* _OBJECTIVE_: Quote, word for word, the line containing "Indicate the snow" and all lines that follow it to the end of the records, with no pictures.

Labeled-object pointing entries
+ + + + + + +

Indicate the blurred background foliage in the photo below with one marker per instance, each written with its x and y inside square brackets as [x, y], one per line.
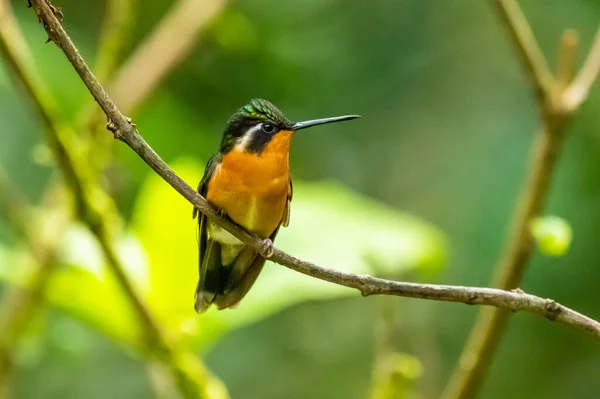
[421, 188]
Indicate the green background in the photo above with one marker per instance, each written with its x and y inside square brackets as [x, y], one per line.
[447, 122]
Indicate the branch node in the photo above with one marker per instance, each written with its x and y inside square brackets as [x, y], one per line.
[471, 297]
[552, 308]
[266, 248]
[117, 131]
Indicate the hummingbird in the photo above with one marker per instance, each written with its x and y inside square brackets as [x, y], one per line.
[248, 180]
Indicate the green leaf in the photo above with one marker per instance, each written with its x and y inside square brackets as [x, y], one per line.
[552, 235]
[330, 225]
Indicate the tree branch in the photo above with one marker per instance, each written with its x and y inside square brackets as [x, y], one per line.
[485, 336]
[125, 131]
[524, 42]
[167, 45]
[578, 92]
[192, 378]
[117, 23]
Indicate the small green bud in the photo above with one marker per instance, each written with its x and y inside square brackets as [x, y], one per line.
[552, 235]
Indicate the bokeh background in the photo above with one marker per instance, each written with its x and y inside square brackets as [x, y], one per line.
[421, 188]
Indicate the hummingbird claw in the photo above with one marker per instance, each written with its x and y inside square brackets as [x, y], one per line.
[266, 250]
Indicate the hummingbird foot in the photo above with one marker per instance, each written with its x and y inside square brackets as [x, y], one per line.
[266, 249]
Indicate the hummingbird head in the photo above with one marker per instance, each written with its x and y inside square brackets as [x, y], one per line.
[255, 125]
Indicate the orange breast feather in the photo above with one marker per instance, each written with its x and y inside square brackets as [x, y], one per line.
[252, 188]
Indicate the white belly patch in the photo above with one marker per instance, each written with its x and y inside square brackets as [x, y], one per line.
[221, 235]
[230, 246]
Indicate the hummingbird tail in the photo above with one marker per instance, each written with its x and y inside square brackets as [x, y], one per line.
[210, 283]
[243, 273]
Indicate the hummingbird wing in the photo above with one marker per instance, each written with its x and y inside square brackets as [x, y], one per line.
[285, 221]
[209, 262]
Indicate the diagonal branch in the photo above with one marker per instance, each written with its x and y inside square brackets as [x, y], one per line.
[487, 332]
[125, 131]
[113, 34]
[162, 50]
[580, 88]
[191, 376]
[529, 50]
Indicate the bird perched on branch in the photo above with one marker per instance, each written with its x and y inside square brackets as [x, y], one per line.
[248, 180]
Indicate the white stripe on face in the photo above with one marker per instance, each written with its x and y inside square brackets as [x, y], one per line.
[243, 141]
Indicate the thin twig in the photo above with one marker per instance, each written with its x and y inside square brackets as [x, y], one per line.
[490, 325]
[577, 93]
[524, 42]
[158, 55]
[192, 378]
[125, 131]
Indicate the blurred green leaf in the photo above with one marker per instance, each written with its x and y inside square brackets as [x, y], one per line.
[331, 226]
[395, 376]
[552, 235]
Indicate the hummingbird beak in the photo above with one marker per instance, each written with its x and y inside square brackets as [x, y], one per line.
[315, 122]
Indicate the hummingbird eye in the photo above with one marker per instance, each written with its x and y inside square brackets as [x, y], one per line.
[268, 128]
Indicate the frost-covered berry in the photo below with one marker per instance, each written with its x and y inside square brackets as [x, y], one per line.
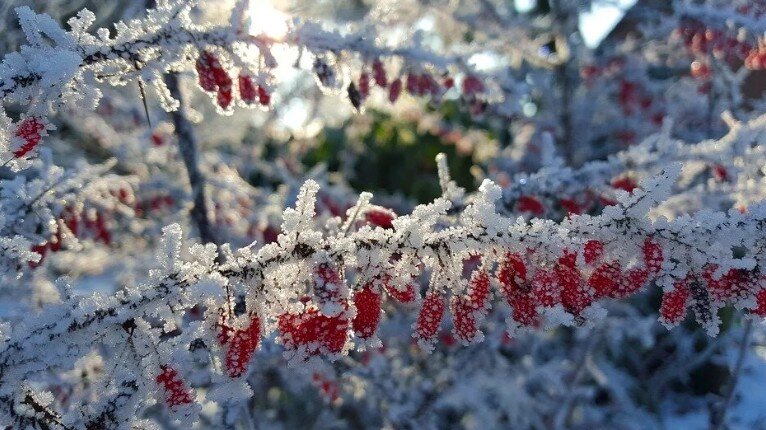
[652, 253]
[242, 343]
[464, 319]
[247, 90]
[631, 281]
[205, 75]
[545, 289]
[176, 392]
[429, 318]
[478, 290]
[408, 294]
[673, 307]
[575, 294]
[605, 278]
[312, 333]
[524, 310]
[760, 303]
[530, 204]
[29, 132]
[625, 183]
[367, 303]
[380, 217]
[379, 74]
[328, 287]
[512, 275]
[394, 90]
[264, 97]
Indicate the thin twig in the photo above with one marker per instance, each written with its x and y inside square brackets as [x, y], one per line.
[719, 418]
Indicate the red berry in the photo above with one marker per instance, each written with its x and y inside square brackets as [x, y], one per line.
[395, 90]
[313, 332]
[264, 98]
[407, 295]
[575, 295]
[512, 275]
[367, 303]
[247, 91]
[430, 317]
[327, 284]
[720, 173]
[30, 132]
[673, 308]
[176, 392]
[545, 289]
[204, 66]
[241, 346]
[653, 257]
[760, 306]
[464, 319]
[605, 278]
[631, 281]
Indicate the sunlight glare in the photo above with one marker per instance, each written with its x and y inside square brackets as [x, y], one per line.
[266, 19]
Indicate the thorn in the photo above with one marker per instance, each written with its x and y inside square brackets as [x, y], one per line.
[143, 100]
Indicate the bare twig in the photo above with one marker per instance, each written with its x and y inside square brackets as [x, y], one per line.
[718, 419]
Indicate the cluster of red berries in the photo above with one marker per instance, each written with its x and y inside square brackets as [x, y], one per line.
[213, 77]
[251, 93]
[418, 84]
[699, 39]
[80, 226]
[328, 387]
[468, 310]
[314, 330]
[380, 217]
[29, 132]
[572, 287]
[240, 343]
[705, 289]
[176, 392]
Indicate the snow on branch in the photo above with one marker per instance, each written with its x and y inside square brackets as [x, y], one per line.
[56, 67]
[319, 291]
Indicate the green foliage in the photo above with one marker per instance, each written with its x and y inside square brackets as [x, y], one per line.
[390, 156]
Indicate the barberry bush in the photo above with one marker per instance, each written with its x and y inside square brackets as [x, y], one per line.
[187, 240]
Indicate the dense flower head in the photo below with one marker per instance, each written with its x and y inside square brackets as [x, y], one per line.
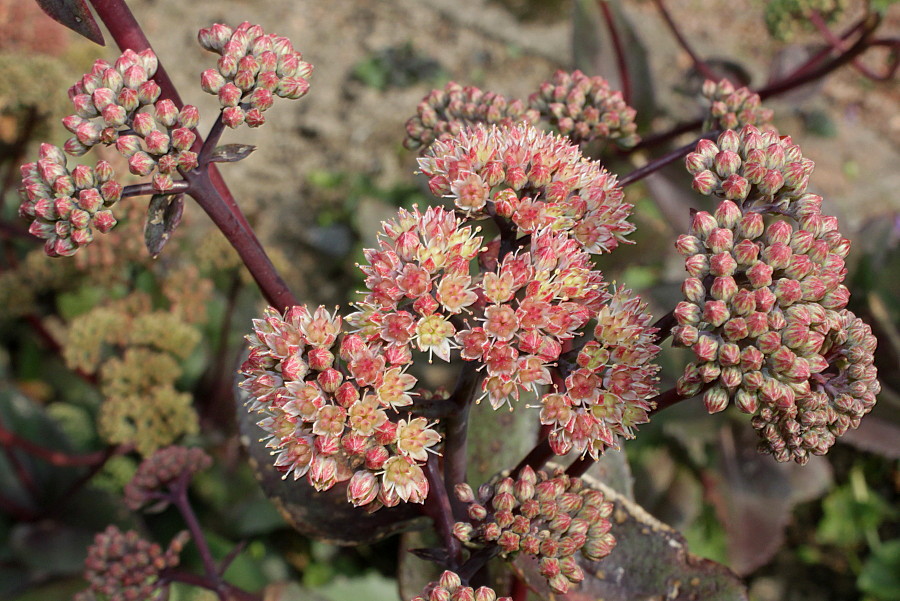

+ + + + + + +

* _TASK SOLUTION_:
Indicate the snow on branch in the photo above with one marker per instance, each written with its x and y inside square brackets as [x, y], one per line.
[56, 67]
[319, 291]
Indicate the green foliage in the photo above with one marker per instance, each written with its x and y inside square brackets as [x, y], one per line.
[390, 156]
Indicate the barberry bush in the photo above with one marker per instance, each written with its x and y inside square brackets as [x, y], one per line.
[187, 240]
Indicate the dense flower head in the photo below with one marker per instance, each written with its x and y inside square brackets as [x, y], one per line.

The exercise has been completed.